TASK OBJECTIVE:
Transcribe the line with "Practice step: locate the horse neck" and all the lines that follow it in the material below, exactly as they stand.

PROVIDED ENTRIES below:

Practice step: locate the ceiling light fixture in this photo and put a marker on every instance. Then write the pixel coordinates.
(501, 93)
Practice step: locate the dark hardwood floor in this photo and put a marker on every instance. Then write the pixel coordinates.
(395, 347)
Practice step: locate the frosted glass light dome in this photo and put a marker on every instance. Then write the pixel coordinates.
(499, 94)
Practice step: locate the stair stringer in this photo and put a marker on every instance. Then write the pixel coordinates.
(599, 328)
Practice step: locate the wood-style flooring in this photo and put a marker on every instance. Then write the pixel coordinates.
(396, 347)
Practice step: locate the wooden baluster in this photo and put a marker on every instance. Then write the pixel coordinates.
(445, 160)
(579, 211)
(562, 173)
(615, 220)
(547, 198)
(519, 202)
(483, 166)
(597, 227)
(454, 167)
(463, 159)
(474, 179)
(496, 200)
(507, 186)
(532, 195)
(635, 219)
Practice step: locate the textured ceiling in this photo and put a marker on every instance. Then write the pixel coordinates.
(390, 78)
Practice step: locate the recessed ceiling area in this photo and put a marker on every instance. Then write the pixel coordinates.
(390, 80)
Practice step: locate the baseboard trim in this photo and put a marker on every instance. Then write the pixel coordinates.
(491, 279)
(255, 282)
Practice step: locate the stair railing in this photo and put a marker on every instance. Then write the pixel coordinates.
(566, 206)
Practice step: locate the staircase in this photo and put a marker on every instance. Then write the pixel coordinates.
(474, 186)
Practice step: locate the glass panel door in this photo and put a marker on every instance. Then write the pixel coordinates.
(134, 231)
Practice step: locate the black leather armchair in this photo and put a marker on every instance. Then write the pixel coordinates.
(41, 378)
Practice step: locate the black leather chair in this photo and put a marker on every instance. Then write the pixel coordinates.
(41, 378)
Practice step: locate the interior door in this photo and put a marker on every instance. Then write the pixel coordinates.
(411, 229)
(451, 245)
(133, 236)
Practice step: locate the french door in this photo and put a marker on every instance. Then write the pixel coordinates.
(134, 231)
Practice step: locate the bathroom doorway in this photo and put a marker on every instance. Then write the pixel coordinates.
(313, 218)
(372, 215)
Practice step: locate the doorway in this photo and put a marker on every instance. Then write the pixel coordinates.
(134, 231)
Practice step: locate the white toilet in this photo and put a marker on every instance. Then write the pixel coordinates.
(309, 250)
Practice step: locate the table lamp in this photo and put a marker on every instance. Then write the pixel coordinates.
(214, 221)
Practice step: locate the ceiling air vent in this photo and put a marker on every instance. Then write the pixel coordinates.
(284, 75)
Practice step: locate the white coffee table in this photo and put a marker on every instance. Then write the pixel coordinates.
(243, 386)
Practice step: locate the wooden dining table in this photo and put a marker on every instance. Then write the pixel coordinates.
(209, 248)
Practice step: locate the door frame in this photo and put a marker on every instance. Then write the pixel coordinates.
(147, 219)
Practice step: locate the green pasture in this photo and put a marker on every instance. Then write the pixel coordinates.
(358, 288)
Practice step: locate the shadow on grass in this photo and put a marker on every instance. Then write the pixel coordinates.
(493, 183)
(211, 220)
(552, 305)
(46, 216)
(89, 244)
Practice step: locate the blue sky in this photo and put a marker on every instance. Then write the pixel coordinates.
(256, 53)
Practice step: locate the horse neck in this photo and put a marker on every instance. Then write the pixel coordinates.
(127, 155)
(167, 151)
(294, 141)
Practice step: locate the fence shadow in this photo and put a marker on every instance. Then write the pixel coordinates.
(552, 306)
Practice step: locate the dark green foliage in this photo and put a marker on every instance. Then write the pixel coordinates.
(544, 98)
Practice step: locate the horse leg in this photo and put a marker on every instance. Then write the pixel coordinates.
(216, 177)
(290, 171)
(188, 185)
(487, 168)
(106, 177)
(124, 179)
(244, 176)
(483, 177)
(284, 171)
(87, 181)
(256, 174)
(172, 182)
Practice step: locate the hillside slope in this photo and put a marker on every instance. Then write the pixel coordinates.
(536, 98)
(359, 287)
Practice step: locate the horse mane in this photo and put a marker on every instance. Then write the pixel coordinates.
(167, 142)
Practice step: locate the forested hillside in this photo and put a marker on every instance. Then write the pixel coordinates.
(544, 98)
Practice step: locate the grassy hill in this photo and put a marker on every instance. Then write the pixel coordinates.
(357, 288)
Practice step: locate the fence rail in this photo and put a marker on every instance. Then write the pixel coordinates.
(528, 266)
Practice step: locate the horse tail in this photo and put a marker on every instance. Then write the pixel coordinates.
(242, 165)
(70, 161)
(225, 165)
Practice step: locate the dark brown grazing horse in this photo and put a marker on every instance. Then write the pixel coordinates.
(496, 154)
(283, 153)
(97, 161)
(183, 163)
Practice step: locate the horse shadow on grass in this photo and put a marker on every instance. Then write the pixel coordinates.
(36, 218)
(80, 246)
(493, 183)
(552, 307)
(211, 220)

End of PROVIDED ENTRIES.

OUTPUT FOR THIS TASK:
Practice step: locate the horse neck in this photo and put a marker on every instance. Then write the pixel coordinates.
(127, 155)
(167, 151)
(294, 141)
Practice step: locate the fence shadow in this photo and put a marker on every instance. Then write the pixel coordinates.
(552, 306)
Practice step: locate the dark green foliage in this photo and put a marker on every instance. Then write the pixel coordinates.
(544, 98)
Practice step: locate the horse leg in this photo and put a marker on every instance. Then write the pixel coordinates.
(216, 177)
(290, 171)
(188, 185)
(487, 168)
(106, 177)
(124, 179)
(244, 176)
(483, 177)
(284, 171)
(87, 181)
(256, 174)
(172, 182)
Practice step: locate the hillside slope in this photo and put a marker on every instance. Then write the pixel coordinates.
(536, 98)
(359, 287)
Practice step: locate the horse mane in this photo and put a marker on every instance. Then write the pixel coordinates.
(167, 142)
Practice step: locate the forested hillside in this photo and put a marker on every instance. Then write the pixel coordinates.
(544, 98)
Practice step: locate the grassy hill in this photo and put a marker on every instance. Then write the pixel coordinates.
(357, 288)
Practice step: locate the fence rail in this photo and put a marker on every instance. Then write the pixel coordinates.
(528, 266)
Practice step: locate the horse tail in this photo and put a marker on every instance. Then write the pixel coordinates.
(242, 165)
(70, 161)
(225, 165)
Practice step: locate the dark brown grazing horse in this photo and put a marker on every instance. Then write the pixel coordinates.
(496, 154)
(283, 153)
(97, 161)
(183, 163)
Practice step: locate the horse shadow on grass in this photo and put a marker on every instance. Then write the pixel coordinates.
(36, 218)
(80, 246)
(493, 183)
(552, 307)
(211, 220)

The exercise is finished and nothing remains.